**Set problem a**: Pick out each line of the records below that contains the string "cabin". Case counts.

**Extract**:
Any Deferral Election with respect to Fees to be earned during a
calendar year shall be delivered to the Secretary of the Company prior to the
beginning of such calendar year or, with respect to a new Non-employee
Director, within 30 days after the effective date of his or her election to the
Board with respect to Fees for Board service after such election.  Notwithstanding the foregoing each incumbent
Non-employee Director as of the effective date of the Plan, stated in Article XI
hereof, may deliver to the Secretary of the Company within 30 days after such
effective date a Deferral Election with respect to Fees for Board service after
such election.

 

Each Non-employee Director who does not provide notice to the Secretary
of the Company of a Deferral Election in accordance with the preceding sentence
will be deemed not to have elected to defer receipt of any Fees.

 

(F)           Duration of Election

 

A Deferral Election may be made annually for the succeeding calendar
year or, at the Non-employee Director’s direction, it may continue from year to
year, unless a written request to modify or terminate that election effective
beginning with the immediately subsequent calendar year is submitted to the
Secretary of the Company on or before the date 15 days prior to the beginning of
such subsequent calendar year.

 

Article IV.  Voting Rights

 

Share Units shall
not have voting rights.

 

4

 

Article V.  Dividends And Changes In Capital

 

(A)          Dividends

 

Whenever a cash dividend or any other in-kind distribution is paid with
respect to Shares, the Deferred Compensation Account of each Non-employee
Director shall be credited with an additional number of Share Units, equal to
the number of Shares, including fractional Shares, that could have been
purchased had such dividend or other distribution been paid on each Share Unit
in the Deferred Compensation Account (on the record date for such dividend or
distribution) and the amount of such dividend or value of such other
distribution been used to acquire additional Shares at the Share Fair Market
Value on the date such dividend or other distribution is paid.  The value of any such other distribution on
or related to Shares shall, at the option of the Board (or an authorized
Committee of the Board), be either determined by the Board or independently
established.  Additional Share Units
credited to a Deferred Compensation Account under this Article V(A) shall
be subject to the rules of the Plan applicable to the underlying Share
Units in respect of which such additional Share Units are credited under this Article V(A).

 

(B)           Changes in Capital

 

The number of Share Units for purposes of the Plan shall be
appropriately adjusted upon the occurrence of any stock split, stock dividend,
recapitalization, merger or similar event.

**Set problem b**: Quote the director fee deferral provisions above between "A Deferral Election may" and "subsequent calendar year.", inclusive.

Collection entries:
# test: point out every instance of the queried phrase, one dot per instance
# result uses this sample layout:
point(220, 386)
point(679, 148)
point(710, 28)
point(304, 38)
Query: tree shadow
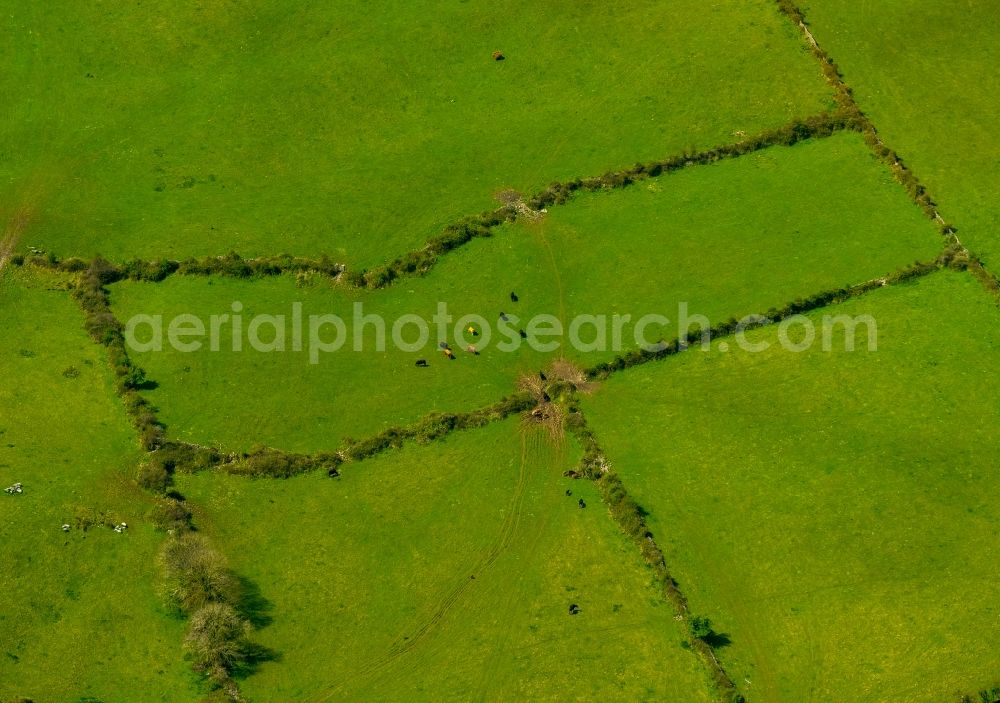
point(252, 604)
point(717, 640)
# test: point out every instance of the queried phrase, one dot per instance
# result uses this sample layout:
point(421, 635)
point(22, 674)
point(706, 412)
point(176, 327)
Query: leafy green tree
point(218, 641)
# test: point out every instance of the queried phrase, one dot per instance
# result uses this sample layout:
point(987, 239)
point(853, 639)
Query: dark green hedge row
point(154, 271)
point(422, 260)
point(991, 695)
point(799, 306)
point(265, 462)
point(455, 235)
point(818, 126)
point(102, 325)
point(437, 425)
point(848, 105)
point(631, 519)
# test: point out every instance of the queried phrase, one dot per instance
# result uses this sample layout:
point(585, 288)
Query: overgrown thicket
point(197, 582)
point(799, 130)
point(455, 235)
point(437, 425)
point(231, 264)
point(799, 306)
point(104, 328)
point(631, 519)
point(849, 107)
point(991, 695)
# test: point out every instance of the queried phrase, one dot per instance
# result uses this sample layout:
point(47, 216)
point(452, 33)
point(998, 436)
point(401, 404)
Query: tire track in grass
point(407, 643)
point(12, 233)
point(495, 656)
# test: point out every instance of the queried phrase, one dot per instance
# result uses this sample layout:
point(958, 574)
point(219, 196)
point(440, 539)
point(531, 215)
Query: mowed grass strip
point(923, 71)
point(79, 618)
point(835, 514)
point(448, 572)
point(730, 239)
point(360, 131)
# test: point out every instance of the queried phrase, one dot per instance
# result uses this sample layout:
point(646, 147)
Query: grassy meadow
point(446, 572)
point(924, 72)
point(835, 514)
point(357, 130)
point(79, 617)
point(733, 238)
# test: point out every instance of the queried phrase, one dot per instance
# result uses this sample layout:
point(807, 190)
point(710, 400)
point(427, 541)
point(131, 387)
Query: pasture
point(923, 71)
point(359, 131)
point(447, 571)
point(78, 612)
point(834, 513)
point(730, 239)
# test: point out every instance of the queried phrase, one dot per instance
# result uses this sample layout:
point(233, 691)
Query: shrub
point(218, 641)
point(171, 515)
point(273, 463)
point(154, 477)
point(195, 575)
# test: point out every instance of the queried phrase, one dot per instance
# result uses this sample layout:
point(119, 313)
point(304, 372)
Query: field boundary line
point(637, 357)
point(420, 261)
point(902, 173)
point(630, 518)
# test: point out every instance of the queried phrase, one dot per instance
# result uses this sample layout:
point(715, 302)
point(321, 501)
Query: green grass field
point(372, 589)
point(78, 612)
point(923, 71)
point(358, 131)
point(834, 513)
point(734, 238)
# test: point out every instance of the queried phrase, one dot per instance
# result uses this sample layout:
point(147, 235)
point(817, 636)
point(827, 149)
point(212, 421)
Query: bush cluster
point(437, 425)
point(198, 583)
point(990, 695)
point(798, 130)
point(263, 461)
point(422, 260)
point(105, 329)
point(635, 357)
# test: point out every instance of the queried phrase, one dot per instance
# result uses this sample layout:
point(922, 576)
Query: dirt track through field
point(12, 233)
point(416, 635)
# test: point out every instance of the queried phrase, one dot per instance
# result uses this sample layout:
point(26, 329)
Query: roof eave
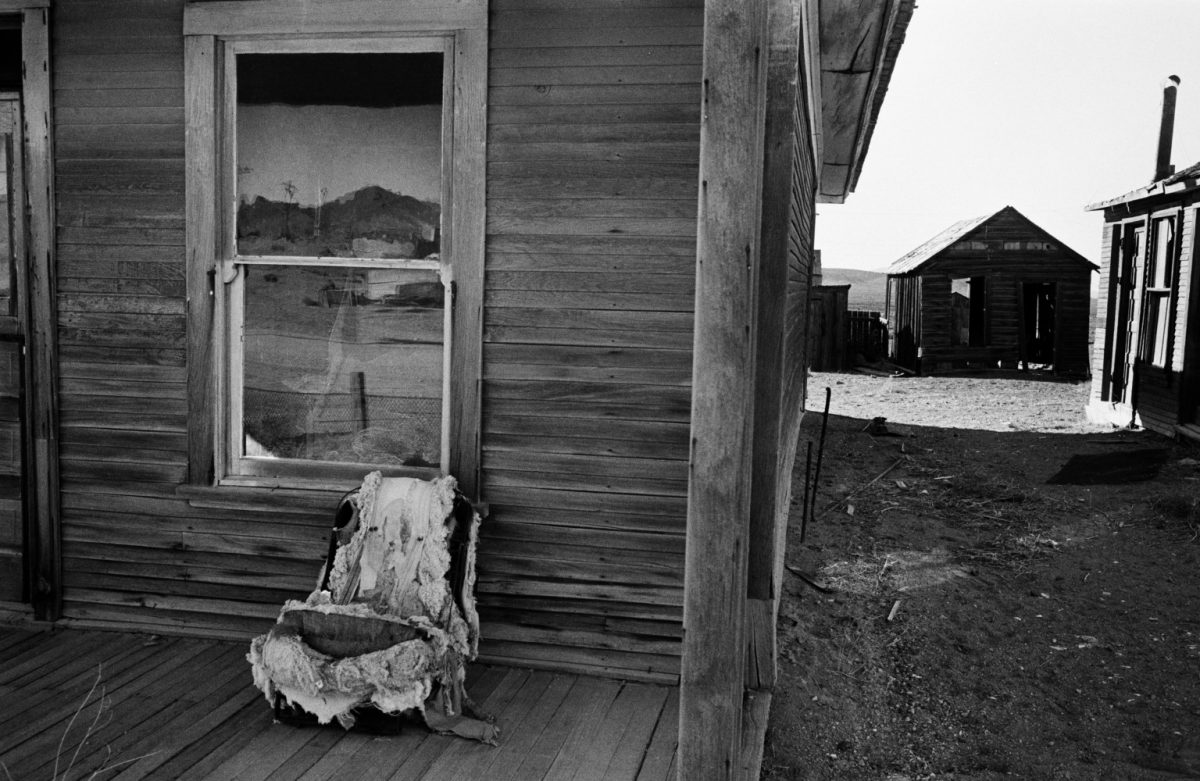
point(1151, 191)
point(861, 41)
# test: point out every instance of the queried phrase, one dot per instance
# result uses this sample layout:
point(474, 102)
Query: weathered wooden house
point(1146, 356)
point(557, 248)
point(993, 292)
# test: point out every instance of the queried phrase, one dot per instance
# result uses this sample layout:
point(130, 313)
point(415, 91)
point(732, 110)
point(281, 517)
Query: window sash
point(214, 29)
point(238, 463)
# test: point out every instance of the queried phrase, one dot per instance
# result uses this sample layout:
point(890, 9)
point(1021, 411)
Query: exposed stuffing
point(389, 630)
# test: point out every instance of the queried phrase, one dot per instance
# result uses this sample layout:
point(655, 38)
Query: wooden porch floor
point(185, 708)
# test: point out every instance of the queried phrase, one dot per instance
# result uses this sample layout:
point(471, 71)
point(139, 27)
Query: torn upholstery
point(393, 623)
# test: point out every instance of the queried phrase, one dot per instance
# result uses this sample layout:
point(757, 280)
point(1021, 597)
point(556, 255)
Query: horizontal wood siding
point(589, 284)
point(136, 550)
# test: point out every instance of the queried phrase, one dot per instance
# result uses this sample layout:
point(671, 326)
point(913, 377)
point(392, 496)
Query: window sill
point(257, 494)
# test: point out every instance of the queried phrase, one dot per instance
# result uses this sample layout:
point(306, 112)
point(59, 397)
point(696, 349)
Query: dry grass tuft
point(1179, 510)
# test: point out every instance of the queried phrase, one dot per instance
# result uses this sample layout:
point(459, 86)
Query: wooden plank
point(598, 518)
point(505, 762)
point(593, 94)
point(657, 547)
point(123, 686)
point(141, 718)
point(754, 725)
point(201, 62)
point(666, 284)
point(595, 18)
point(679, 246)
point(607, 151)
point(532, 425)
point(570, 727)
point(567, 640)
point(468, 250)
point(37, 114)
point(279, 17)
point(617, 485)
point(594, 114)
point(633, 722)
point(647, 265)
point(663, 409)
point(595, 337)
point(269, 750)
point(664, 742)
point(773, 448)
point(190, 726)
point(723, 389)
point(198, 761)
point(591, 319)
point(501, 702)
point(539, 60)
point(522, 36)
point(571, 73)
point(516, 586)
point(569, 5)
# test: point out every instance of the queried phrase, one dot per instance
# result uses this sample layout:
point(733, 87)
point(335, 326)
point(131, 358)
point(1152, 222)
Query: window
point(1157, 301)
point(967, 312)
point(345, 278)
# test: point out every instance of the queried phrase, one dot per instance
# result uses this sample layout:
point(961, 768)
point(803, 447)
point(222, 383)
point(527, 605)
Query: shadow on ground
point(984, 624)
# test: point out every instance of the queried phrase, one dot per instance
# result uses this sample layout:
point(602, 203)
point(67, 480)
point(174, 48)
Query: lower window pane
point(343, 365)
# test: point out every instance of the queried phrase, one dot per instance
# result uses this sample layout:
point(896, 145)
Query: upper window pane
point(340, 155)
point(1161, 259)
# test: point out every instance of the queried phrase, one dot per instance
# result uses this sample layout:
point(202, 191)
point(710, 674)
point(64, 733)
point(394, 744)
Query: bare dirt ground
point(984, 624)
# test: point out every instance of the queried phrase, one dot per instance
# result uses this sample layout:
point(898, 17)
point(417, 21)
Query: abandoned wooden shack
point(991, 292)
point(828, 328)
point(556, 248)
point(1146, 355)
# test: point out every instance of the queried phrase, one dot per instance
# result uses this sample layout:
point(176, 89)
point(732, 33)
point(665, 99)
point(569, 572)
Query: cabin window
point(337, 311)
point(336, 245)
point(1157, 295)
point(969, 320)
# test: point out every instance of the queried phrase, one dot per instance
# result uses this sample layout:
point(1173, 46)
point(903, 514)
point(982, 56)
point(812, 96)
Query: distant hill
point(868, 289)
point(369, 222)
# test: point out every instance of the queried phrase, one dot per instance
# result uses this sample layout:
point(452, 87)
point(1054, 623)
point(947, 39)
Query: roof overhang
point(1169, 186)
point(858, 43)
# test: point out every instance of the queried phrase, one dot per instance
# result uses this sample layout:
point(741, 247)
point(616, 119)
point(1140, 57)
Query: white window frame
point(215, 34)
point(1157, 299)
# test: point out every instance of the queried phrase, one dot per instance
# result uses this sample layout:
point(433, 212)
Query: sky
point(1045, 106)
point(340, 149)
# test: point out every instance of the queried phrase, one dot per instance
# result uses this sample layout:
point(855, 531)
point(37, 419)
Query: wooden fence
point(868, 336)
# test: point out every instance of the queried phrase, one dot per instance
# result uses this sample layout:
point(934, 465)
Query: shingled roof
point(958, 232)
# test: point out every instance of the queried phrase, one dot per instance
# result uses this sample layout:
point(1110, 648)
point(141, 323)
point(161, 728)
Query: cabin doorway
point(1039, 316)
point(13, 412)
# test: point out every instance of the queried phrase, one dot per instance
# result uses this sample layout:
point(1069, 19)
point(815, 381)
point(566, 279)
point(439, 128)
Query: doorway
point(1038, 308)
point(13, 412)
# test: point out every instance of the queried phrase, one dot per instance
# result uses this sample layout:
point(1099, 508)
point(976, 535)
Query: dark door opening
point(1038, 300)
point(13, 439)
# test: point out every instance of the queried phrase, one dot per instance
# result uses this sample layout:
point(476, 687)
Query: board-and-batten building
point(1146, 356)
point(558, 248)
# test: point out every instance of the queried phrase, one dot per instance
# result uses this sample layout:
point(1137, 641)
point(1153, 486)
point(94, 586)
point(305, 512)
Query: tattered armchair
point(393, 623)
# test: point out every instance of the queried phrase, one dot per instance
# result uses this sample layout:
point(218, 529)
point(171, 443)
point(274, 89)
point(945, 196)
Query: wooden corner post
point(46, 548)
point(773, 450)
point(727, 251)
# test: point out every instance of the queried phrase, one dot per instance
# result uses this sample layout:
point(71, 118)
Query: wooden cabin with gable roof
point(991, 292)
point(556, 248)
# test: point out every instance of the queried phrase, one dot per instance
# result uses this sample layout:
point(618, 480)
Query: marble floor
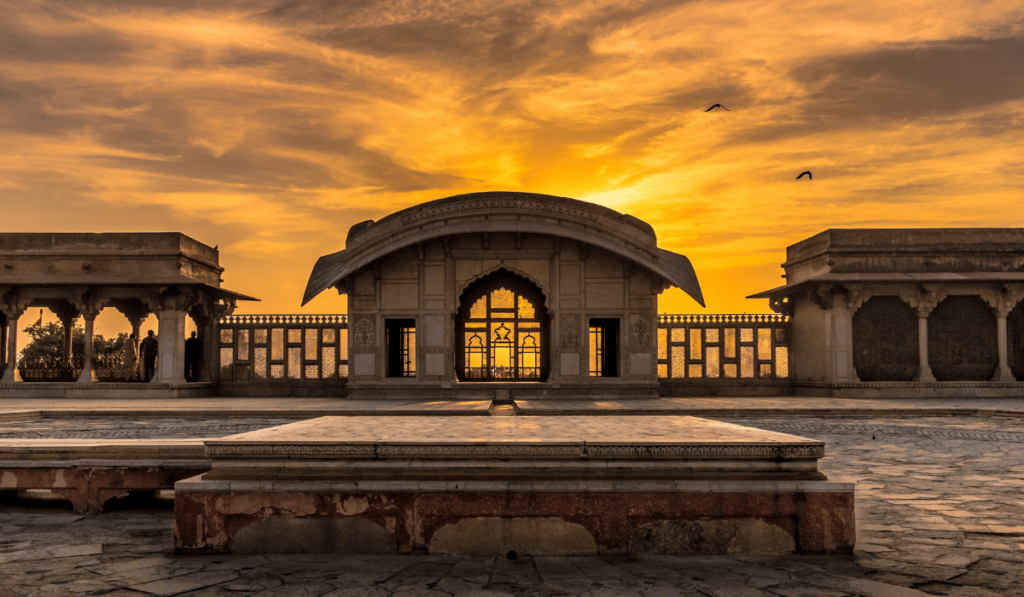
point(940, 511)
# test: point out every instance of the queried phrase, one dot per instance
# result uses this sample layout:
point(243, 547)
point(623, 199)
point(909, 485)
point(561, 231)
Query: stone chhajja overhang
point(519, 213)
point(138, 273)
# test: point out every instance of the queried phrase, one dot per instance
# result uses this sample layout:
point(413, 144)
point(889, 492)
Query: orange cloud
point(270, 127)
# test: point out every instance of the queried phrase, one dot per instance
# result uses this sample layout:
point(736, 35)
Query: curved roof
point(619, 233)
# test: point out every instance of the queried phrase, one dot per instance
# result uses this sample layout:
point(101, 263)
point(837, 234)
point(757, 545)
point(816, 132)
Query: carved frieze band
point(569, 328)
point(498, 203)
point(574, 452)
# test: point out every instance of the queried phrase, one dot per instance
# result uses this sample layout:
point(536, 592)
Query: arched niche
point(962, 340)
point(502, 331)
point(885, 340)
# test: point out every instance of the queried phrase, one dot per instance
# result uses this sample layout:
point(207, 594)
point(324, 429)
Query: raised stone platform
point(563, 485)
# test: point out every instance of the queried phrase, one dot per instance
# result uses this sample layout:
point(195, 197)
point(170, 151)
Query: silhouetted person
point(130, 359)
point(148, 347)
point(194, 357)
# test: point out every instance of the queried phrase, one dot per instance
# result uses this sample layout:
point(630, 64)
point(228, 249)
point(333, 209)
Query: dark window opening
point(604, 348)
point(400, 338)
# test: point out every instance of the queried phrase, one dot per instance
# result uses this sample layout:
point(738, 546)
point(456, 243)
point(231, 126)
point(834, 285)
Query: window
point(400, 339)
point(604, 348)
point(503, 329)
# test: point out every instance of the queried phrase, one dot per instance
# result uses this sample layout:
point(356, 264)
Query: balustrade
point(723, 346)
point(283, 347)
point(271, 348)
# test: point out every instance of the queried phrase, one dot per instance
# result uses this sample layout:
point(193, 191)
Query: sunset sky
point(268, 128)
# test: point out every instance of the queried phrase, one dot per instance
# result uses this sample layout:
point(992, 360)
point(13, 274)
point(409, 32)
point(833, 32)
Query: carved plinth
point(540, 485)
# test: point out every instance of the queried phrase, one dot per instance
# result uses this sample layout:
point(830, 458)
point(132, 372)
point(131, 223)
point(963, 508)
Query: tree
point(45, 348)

**Right answer a**:
Query: cabin window
Query: cabin doorway
Query: wooden cabin with gable roof

**Right answer b**:
A Deferral Election may be made annually for the succeeding calendar
year or, at the Non-employee Director’s direction, it may continue from year to
year, unless a written request to modify or terminate that election effective
beginning with the immediately subsequent calendar year is submitted to the
Secretary of the Company on or before the date 15 days prior to the beginning of
such subsequent calendar year.